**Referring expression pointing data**
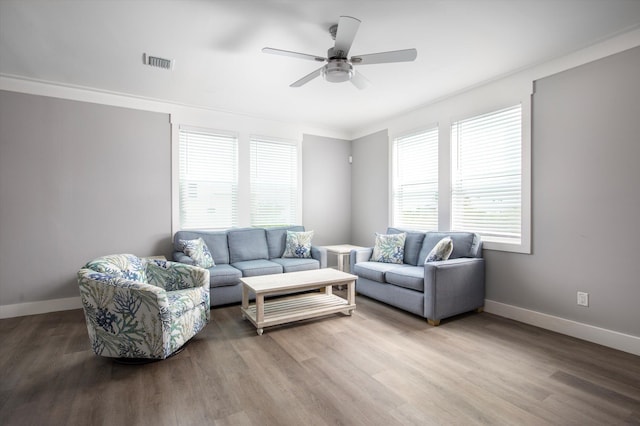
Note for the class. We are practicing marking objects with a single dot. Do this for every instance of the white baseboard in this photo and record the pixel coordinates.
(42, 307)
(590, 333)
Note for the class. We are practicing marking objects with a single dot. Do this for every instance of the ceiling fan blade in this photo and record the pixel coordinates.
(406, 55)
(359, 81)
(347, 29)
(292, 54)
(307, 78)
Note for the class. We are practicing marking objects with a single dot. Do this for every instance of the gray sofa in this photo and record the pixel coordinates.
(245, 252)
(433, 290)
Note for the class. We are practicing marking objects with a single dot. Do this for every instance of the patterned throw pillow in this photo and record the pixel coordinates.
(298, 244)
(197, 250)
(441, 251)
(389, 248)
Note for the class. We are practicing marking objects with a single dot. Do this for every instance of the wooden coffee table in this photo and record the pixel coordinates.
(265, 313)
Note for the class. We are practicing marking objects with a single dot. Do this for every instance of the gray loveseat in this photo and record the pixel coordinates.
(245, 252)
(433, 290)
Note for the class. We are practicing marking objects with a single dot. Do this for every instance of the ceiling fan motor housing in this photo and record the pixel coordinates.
---
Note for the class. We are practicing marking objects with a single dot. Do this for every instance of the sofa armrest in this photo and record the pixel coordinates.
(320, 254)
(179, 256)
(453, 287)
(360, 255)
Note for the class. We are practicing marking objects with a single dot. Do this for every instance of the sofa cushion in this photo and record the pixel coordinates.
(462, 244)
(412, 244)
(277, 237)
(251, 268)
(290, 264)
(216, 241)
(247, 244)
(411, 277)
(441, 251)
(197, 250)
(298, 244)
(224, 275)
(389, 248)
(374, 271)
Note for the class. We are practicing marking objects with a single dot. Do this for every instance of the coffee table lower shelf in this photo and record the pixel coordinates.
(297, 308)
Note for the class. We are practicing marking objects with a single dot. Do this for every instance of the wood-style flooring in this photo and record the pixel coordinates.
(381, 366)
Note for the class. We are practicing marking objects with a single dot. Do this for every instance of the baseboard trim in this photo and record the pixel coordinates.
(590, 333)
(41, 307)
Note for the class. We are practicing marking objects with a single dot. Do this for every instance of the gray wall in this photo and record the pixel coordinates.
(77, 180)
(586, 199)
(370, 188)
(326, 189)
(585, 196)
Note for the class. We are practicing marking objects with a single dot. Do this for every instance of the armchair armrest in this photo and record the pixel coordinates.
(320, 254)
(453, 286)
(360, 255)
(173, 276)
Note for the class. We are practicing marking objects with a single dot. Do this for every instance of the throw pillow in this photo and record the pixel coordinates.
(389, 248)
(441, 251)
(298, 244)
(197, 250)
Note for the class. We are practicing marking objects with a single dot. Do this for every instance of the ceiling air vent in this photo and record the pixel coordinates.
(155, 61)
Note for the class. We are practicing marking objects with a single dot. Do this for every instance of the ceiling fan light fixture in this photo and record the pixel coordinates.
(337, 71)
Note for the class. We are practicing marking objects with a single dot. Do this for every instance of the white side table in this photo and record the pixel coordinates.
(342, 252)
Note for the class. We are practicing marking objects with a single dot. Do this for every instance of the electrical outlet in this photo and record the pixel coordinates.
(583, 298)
==
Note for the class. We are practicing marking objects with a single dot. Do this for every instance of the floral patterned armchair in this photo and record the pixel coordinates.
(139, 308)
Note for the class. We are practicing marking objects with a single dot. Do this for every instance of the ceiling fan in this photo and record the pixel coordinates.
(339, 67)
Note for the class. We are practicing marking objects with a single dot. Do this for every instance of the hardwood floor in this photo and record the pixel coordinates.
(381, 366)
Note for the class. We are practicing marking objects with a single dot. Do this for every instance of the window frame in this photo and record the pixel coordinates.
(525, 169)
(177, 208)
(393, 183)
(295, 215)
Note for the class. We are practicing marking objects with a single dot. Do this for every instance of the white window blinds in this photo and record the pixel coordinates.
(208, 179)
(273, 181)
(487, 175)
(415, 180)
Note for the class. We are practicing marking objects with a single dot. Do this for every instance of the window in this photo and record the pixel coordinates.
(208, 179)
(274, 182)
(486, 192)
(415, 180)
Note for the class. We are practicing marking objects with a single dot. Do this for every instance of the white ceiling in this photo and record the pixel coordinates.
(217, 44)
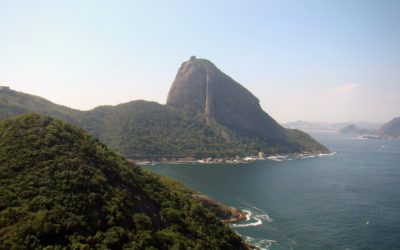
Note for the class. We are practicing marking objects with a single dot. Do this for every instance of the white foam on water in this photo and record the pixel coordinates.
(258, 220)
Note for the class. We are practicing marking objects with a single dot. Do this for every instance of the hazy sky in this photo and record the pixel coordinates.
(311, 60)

**Required action**
Set down only the lines above that fall between the line holding "of the patterned" and the line holding "ceiling fan motor", inclusive, keeping each exact.

**Answer to the exercise**
Note for the class. We are practicing marking objects with a single dot. Do this for every instance of the patterned throw pillow in this photo and record the pixel coordinates.
(298, 244)
(197, 250)
(441, 251)
(389, 248)
Note for the class. We are practicing marking objects with a single dot. Do this for every instance of the wooden coffee table in this photo and record the pixel coordinates.
(265, 313)
Note for the class. We are practicing marking objects with a single dot. Do this for every instance of the gray loveseat in this photo and record the pixel coordinates.
(245, 252)
(433, 290)
Note for the class. We are practicing marking objects with a single dot. Do this for every instance of the ceiling fan motor housing in this photo and record the pixel coordinates.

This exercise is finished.